## THE TASK
Collect every line in the rows below that contains the string "greenish".

Records of labeled points:
>>>

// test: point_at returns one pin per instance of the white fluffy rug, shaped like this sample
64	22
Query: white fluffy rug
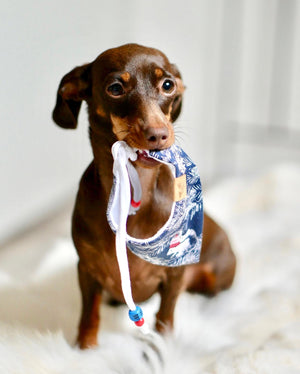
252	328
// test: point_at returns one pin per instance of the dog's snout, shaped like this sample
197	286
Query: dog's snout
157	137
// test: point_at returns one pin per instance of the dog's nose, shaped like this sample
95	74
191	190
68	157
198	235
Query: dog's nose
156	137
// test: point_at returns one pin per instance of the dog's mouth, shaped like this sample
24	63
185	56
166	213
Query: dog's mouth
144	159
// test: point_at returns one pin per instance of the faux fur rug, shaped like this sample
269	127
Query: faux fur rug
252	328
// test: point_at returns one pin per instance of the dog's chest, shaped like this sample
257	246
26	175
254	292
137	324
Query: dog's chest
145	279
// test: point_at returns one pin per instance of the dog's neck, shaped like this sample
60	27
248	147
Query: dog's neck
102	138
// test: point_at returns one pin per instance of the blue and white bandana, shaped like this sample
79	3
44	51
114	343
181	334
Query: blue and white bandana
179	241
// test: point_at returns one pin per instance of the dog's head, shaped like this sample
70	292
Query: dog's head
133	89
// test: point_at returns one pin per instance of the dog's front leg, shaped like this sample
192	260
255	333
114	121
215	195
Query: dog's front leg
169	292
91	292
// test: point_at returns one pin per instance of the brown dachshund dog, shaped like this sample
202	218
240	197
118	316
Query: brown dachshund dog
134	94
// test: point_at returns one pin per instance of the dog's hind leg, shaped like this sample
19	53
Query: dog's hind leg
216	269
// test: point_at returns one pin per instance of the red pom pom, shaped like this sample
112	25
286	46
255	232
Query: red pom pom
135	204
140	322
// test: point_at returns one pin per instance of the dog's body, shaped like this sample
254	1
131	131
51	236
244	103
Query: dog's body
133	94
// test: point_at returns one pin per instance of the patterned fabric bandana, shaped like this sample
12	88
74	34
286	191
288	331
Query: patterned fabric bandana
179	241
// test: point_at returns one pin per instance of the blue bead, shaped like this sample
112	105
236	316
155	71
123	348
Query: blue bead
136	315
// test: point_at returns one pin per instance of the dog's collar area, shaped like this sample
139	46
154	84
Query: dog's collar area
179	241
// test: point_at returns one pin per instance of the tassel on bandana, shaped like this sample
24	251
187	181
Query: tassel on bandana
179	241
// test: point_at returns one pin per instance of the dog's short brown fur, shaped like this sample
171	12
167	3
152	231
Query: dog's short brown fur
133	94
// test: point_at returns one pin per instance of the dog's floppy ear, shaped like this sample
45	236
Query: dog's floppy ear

<<<
>>>

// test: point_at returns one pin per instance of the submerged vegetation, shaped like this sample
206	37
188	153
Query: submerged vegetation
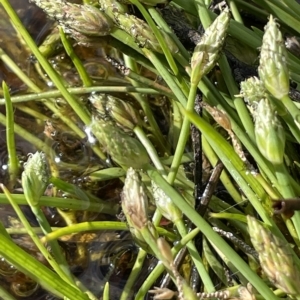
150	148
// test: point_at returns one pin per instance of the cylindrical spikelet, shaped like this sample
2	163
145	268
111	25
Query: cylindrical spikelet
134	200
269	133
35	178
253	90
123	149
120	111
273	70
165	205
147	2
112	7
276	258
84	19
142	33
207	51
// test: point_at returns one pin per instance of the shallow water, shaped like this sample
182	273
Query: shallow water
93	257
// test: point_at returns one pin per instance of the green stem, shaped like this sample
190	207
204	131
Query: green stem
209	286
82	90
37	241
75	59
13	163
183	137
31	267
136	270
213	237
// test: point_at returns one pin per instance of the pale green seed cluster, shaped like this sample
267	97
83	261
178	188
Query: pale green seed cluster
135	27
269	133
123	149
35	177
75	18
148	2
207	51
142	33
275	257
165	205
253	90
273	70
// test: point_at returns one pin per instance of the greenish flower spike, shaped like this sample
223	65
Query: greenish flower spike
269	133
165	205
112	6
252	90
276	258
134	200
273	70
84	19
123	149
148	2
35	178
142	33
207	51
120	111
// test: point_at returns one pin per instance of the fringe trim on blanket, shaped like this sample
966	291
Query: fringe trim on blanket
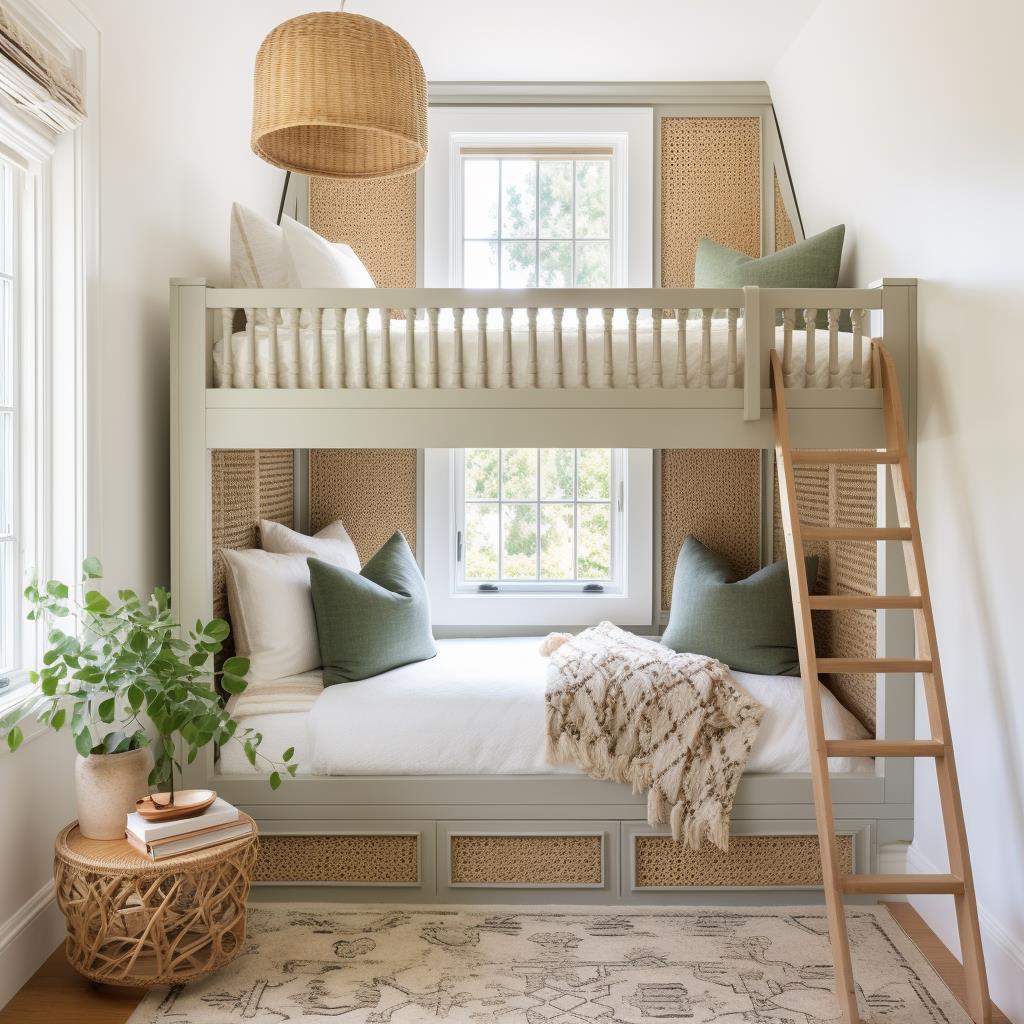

<<<
>>>

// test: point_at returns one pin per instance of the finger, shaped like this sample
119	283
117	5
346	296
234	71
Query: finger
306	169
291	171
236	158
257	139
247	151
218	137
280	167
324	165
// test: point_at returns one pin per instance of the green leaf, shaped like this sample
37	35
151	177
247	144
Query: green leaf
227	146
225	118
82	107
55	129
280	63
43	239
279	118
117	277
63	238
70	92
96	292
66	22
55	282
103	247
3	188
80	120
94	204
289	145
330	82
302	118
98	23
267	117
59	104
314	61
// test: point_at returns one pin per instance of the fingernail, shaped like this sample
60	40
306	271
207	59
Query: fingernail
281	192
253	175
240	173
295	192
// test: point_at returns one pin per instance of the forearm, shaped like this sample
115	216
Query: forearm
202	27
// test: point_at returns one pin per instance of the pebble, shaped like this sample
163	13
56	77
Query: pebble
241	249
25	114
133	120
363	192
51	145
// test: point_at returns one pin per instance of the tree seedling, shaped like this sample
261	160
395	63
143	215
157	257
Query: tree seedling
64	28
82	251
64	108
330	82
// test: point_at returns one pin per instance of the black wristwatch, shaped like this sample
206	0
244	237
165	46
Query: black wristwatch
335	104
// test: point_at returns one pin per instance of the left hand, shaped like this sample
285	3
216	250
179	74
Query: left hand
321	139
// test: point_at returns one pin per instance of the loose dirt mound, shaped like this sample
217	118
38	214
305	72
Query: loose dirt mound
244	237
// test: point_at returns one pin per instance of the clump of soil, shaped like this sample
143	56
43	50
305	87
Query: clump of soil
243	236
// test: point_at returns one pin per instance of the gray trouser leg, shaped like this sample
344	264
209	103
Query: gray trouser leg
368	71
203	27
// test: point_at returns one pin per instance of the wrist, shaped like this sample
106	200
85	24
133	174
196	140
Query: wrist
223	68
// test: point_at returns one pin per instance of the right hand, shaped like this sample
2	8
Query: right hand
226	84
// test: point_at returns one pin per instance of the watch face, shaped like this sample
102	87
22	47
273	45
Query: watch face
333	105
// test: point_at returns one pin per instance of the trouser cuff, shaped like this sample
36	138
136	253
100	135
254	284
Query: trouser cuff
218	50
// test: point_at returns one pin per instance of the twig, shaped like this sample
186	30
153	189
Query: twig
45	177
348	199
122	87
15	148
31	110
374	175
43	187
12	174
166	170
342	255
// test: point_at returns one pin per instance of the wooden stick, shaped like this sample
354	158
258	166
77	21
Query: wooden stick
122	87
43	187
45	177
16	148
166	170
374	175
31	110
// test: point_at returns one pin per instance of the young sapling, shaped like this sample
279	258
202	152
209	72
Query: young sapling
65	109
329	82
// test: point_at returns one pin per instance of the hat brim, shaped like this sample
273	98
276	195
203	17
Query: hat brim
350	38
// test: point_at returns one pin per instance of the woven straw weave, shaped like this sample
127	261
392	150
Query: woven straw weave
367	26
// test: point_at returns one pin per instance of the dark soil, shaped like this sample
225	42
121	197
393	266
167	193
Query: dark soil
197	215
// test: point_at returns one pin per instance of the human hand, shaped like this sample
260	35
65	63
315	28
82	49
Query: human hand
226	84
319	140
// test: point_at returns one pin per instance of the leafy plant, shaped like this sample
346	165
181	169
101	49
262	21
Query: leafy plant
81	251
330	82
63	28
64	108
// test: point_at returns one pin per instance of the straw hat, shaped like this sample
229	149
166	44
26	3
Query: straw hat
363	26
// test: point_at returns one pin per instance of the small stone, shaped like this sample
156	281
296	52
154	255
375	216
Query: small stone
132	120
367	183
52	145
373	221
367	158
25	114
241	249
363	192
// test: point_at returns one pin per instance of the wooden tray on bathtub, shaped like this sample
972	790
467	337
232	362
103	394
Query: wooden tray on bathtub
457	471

<<<

## FULL OUTPUT
// test: point_at returns one pin per instance of the greenish flower spike, shaped like this sample
Query: greenish flower spike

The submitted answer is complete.